##### LISTED RECORDS

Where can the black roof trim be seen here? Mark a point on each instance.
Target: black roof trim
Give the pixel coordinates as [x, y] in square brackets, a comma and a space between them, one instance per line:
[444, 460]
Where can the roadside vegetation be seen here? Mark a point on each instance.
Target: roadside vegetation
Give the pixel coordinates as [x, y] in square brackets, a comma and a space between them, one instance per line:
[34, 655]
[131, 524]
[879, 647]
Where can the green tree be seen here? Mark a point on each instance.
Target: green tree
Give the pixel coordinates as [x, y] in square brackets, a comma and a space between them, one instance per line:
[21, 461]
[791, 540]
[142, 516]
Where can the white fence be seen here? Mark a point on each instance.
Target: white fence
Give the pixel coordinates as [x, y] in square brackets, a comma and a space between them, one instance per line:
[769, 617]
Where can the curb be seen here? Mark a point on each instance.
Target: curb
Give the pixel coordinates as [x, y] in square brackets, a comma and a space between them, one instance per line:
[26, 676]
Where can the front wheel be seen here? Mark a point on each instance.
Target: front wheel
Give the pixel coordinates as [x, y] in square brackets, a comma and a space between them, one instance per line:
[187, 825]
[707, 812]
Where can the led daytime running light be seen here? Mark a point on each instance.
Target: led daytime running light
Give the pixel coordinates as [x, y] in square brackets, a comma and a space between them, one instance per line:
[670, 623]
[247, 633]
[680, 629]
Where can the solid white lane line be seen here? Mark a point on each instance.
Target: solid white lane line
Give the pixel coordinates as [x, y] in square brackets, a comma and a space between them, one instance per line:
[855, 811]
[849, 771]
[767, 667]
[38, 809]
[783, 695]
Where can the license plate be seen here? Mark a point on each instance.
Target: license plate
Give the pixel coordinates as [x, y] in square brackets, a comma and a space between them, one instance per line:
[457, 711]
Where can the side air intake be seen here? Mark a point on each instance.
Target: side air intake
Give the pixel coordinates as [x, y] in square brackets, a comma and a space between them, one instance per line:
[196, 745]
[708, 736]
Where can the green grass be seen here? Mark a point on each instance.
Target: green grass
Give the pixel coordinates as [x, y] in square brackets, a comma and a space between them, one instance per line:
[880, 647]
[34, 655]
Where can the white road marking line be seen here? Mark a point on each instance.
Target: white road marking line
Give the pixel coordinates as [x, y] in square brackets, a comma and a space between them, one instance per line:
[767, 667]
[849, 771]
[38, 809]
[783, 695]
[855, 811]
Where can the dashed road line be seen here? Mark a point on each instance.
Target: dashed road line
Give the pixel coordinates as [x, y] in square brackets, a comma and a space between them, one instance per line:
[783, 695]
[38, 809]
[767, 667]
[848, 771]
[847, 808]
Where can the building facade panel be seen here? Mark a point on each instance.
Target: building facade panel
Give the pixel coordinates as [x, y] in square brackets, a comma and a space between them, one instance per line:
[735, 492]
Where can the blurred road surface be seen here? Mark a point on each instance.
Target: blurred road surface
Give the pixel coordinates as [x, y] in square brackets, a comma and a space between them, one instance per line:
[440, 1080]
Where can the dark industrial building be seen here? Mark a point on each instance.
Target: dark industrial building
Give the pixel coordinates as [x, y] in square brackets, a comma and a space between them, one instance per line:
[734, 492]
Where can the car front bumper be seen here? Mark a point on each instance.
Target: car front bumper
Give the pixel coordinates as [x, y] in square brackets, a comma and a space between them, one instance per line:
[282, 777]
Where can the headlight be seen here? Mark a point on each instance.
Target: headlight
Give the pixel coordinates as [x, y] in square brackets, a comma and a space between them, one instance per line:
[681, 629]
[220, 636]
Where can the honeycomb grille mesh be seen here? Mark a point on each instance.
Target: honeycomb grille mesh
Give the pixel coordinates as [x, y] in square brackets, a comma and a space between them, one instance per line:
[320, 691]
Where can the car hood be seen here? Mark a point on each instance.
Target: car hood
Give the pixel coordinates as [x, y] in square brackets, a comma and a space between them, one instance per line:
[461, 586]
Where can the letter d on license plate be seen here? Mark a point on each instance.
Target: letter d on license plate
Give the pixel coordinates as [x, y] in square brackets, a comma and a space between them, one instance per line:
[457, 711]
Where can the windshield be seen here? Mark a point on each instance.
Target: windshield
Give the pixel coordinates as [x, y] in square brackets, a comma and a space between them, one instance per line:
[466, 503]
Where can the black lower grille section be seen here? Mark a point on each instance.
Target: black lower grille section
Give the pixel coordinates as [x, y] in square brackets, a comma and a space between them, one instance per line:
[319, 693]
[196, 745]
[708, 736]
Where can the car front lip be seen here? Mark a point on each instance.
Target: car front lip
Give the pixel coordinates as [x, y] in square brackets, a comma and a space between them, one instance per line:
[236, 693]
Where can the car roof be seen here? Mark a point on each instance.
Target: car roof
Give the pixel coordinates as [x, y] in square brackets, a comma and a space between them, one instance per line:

##########

- [BRIEF]:
Express these records as a JSON list of strings, one string per line, leaving out blank lines.

- [THE RESULT]:
[
  "Where can the black roof trim be seen here? Mark a point on each instance.",
  "Target: black roof trim",
  "Give the pixel coordinates as [x, y] in square brackets, a comma and a space between them, one instance per line:",
  "[444, 460]",
  "Where can the roadside vegetation be seen here? Mark a point on each instance.",
  "Target: roadside vegetation",
  "Give the pixel coordinates as [x, y] in square brackets, a comma and a space between them, one instance per line:",
  "[34, 655]",
  "[131, 524]",
  "[879, 647]",
  "Where can the green tree be seen here? Mark a point on each instance.",
  "Target: green tree",
  "Give the pixel coordinates as [x, y] in square brackets, a comma and a space between them, one instance per line:",
  "[21, 461]",
  "[791, 540]",
  "[142, 516]",
  "Where can the white fence be seen here? Mark a point on each instance.",
  "Target: white fence",
  "Give the pixel coordinates as [x, y] in square brackets, a comma and a space between them, one instance per line:",
  "[769, 617]",
  "Where can the curb be seen here? Mark a point on each instance.",
  "Target: curb",
  "Give the pixel coordinates as [x, y] in square brackets, a comma and a space between them, one instance per line:",
  "[26, 676]",
  "Where can the front wheel be seen here? Mark a point on each instance.",
  "Target: front wheel",
  "Give the pixel coordinates as [x, y] in square brackets, a comma and a space between them, one instance per line:",
  "[187, 825]",
  "[707, 812]",
  "Where can the led daytime running light be seen here? Mark a point on each instance.",
  "Target: led daytime running light",
  "Give the pixel coordinates as [x, y] in square brackets, a comma and a space between them, one instance per line:",
  "[670, 623]",
  "[247, 633]",
  "[680, 629]",
  "Where can the solid white lane line be seen here? Mark a point on each instance.",
  "Target: solid white lane line",
  "Give the pixel coordinates as [x, y] in square brackets, a comma and a space between them, one instance per line:",
  "[855, 811]",
  "[849, 771]",
  "[767, 667]",
  "[38, 809]",
  "[783, 695]",
  "Where can the license plate be seen here? Mark a point on each instance.",
  "Target: license plate",
  "Give the pixel coordinates as [x, y] in square brackets, a comma and a space between them, one instance per line:",
  "[457, 711]",
  "Where can the side air intake be seen here? Mark a point on each instance.",
  "Target: side air intake",
  "Give the pixel coordinates as [x, y] in square brackets, a comma and a space between them, one instance per line:",
  "[196, 745]",
  "[708, 736]",
  "Where can the green grass be seen here? Mark a point on each instance.",
  "Target: green grass",
  "Give the pixel coordinates as [x, y] in square brackets, a comma and a space between them, one instance per line:",
  "[880, 647]",
  "[34, 655]",
  "Where can the white road marking line be seen here? Mark a point on each instance.",
  "Target: white road marking line",
  "Give the pixel coordinates as [x, y] in square brackets, a comma and a space between them, one instance per line:",
  "[767, 667]",
  "[849, 771]",
  "[38, 809]",
  "[783, 695]",
  "[855, 811]",
  "Where can the dashed road line be seen here? Mark a point on each instance.",
  "Target: dashed road line",
  "Give the pixel coordinates as [x, y] in square brackets, a comma and a space between them, one instance per line:",
  "[783, 695]",
  "[38, 809]",
  "[767, 667]",
  "[848, 771]",
  "[847, 808]",
  "Where can the building facade panel be seen here? Mark a point on each instance.",
  "Target: building facade panel",
  "Give the pixel coordinates as [x, y] in square brackets, a comma and a space between them, one instance per line:",
  "[735, 492]",
  "Where can the blurred road surface be seen here? Mark a point on each instance.",
  "Target: blurred road surface",
  "Give the pixel coordinates as [x, y] in square brackets, a comma and a space between them, one instance per line:",
  "[440, 1080]",
  "Where can the dark industrial building be seen here? Mark a point on each instance.",
  "Target: dark industrial building",
  "Give the pixel coordinates as [x, y] in square brackets, a comma and a space between them, one instance per line:",
  "[734, 492]",
  "Where can the car front bumper be seen here? Mark a point on each instance.",
  "Target: car front bumper",
  "Give the pixel coordinates as [x, y] in square brackets, a comma and a space between them, one instance per line:",
  "[282, 777]",
  "Where can the headlight be seen here? Mark a point on each instance.",
  "Target: headlight",
  "Give the pixel coordinates as [x, y] in square brackets, a comma and a space between them, one instance per line:",
  "[681, 629]",
  "[220, 636]",
  "Where can the honeycomb grille mesh be seen here? Mark a point on each instance.",
  "Target: honeycomb grille mesh",
  "Give the pixel coordinates as [x, y] in square brackets, a comma and a space between them, one instance per line:",
  "[320, 691]",
  "Where can the car hood be seen here? Mark a point on each instance.",
  "Target: car hood",
  "Give the pixel coordinates as [x, y] in square brackets, a comma and a space between them, one instance per line:",
  "[461, 586]",
  "Where can the letter d on license plate be seen here? Mark a point on each instance.",
  "Target: letter d on license plate",
  "Give the pixel coordinates as [x, y] in square brackets, a comma and a space between them, one instance per line:",
  "[457, 711]",
  "Where can the windshield be seen here? Mark a point on each instance.",
  "Target: windshield",
  "Give the pixel coordinates as [x, y] in square brackets, a comma and a space between them, one instance per line:",
  "[466, 503]",
  "Where can the black lower grille section be seen here? Mark a point on each instance.",
  "Target: black lower grille section",
  "Give the pixel coordinates as [x, y] in square brackets, a comma and a space between them, one instance per line:",
  "[319, 693]",
  "[196, 745]",
  "[708, 736]",
  "Where can the car front lip be seen here? Mark a point on each instance.",
  "Target: car front lip",
  "Give the pixel coordinates as [x, y] in square brackets, a comma and a space between them, one instance per line:",
  "[236, 693]",
  "Where can the car roof be seen here? Mark a point on each instance.",
  "Target: car roof",
  "Give the pixel coordinates as [x, y] in square brackets, a comma and a space between them, one instance per line:"
]